* [Data supplied]:

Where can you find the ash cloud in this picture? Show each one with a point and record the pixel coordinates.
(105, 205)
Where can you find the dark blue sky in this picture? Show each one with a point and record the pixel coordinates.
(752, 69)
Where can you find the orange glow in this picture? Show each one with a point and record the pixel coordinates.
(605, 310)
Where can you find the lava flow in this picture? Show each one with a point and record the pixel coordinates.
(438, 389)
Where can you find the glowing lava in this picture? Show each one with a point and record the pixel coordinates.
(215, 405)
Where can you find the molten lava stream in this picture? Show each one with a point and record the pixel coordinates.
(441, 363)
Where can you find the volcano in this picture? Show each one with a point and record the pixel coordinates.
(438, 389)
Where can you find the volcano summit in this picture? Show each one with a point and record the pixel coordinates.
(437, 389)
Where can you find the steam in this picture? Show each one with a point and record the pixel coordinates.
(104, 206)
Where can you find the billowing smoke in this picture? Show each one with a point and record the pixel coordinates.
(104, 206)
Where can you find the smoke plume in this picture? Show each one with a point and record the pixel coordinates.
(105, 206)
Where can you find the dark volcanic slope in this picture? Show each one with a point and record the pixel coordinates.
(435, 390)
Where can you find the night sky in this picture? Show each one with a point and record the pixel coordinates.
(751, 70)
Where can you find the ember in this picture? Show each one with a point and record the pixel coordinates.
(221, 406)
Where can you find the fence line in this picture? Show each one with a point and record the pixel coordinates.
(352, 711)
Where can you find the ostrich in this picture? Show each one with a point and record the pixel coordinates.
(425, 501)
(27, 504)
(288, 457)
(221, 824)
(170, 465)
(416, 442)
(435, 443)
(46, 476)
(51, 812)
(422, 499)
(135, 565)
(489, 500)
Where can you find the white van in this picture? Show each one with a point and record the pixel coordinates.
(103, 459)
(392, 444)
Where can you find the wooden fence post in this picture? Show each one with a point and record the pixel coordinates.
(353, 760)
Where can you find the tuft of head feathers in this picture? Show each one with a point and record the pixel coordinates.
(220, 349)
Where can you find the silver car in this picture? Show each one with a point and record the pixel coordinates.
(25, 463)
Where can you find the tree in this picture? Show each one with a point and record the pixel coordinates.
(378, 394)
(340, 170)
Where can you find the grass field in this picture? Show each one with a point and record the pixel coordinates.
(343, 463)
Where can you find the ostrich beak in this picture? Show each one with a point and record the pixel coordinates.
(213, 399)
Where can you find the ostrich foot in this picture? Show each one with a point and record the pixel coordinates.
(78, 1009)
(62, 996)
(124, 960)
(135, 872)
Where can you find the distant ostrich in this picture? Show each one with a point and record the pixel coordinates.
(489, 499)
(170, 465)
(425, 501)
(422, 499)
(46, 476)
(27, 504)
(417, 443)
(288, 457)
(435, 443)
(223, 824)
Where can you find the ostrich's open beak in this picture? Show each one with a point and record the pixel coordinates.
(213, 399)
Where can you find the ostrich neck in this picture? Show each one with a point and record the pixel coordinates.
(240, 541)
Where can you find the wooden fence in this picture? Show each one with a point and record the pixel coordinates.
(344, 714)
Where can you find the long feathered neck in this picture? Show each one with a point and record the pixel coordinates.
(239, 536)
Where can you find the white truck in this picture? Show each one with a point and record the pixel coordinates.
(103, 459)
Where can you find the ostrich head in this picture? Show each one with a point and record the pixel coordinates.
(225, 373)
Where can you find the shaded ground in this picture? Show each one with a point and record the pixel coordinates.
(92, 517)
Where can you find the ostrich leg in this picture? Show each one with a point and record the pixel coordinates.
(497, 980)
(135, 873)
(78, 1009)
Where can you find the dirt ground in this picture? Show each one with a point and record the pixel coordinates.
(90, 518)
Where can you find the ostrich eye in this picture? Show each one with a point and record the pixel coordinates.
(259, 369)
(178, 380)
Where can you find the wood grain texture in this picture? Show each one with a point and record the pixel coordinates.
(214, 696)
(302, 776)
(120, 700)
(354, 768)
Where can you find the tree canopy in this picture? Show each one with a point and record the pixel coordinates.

* [What to do]:
Extract all the material, leaving every line as it is.

* [Solution for this exercise]:
Where can you find the ash cloud in this picture? Show each one with a point and record the pixel coordinates.
(105, 205)
Where can you find the dark blue sky in this picture? Show each one with a point and record the pixel coordinates.
(752, 69)
Where can you find the orange glow in this picture? Show each one with a point and record the pixel coordinates.
(605, 310)
Where can you find the lava flow in this picture? Show each one with a point and record the pixel coordinates.
(438, 389)
Where can you find the glowing lava in this picture? Show each one with a point and record the pixel coordinates.
(215, 405)
Where can you find the molten lava stream in this picture? Show each one with a point and record the pixel coordinates.
(441, 363)
Where can you find the volcano in this picture? Show each one with a point and record the pixel coordinates.
(438, 389)
Where can you find the volcano summit in this picture? Show each one with a point and record the pixel coordinates.
(437, 389)
Where can you find the steam in this picture? Show each one with a point and record the pixel coordinates.
(104, 206)
Where can you find the billowing smoke in this picture? Show each one with a point and record the pixel coordinates.
(104, 206)
Where can you find the smoke plume in this picture? Show each one with a point and record the pixel coordinates.
(105, 206)
Where can you find the dark volcanic slope in this picture? Show each one with a point and record the pixel coordinates.
(435, 390)
Where can you find the night sky in this picture? Show each one with a point and record the pixel coordinates.
(751, 70)
Where can you find the ember in this picture? Show each one with a point and record the pixel coordinates.
(221, 406)
Where can you find the fence line in this picture? Show each one with a point and record the pixel coordinates.
(352, 711)
Where can you find the ostrich in this picture? Show each one with a point and record the pixel coordinates.
(425, 501)
(27, 504)
(288, 457)
(221, 824)
(170, 465)
(416, 442)
(435, 443)
(46, 476)
(51, 812)
(422, 499)
(135, 565)
(489, 500)
Where can you find the white van in this picture? Show each one with a point and record the pixel coordinates.
(103, 459)
(392, 444)
Where can you find the wooden fence post in this picture? Show each one with a point and record the pixel coordinates.
(353, 760)
Where can you find the tuft of head feathers in this picture? Show each one with a point and record the pixel coordinates.
(220, 349)
Where can you find the silver car in this picture? Show each one with a point and record the pixel coordinates.
(25, 463)
Where can you find the tree in this picture? Show each one with a point and record the pixel coordinates.
(378, 394)
(340, 170)
Where can you find the grass field in this picture? Show each one with a point and record the pixel coordinates.
(343, 463)
Where can you find the ostrich beak in this picture? Show each one with a point and record the pixel coordinates.
(213, 399)
Where can you find the ostrich foot in this picture? Show each one with a point and record the pixel coordinates.
(78, 1009)
(62, 996)
(124, 960)
(135, 872)
Where can you find the distant ostrich in this picture? Show each one with a point and record the pixel coordinates.
(489, 499)
(170, 465)
(425, 501)
(422, 499)
(46, 476)
(27, 504)
(417, 443)
(288, 457)
(435, 443)
(223, 824)
Where can you find the ostrich's open beak in this picture? Show each one with a point and record the pixel coordinates.
(213, 399)
Where can you find the ostrich neck in this picture? Show each one with a point and record the pixel coordinates.
(240, 541)
Where can you find the wooden fence in this picture? Show each one with a point and record the pixel coordinates.
(344, 714)
Where can you find the long feathered neck in this picture? Show each one with a point and record the pixel coordinates.
(239, 536)
Where can you find the white truck in this picture? Show each one with a point and record the pixel coordinates.
(103, 459)
Where can you find the ostrich head in this picture? Show each one with a point and record the pixel coordinates.
(225, 373)
Where can you find the shaded ground in this picture? Show each one with a point and record the pixel coordinates.
(92, 517)
Where can you find the ostrich leg in this picture? Show each one with a point and record the pixel coordinates.
(497, 980)
(135, 873)
(78, 1009)
Where can you find the dirt ground in this picture? Show each one with a point and record the pixel coordinates.
(90, 518)
Where can you find the ostrich eye in this picture? Show each one with a point and record the pixel coordinates.
(259, 369)
(178, 380)
Where can you find the wood grain texture in this picture? Show each one with a point and record the pixel coordinates.
(214, 696)
(302, 776)
(120, 700)
(354, 768)
Where can you find the tree canopy in this picture? Show each one with a point and record the pixel coordinates.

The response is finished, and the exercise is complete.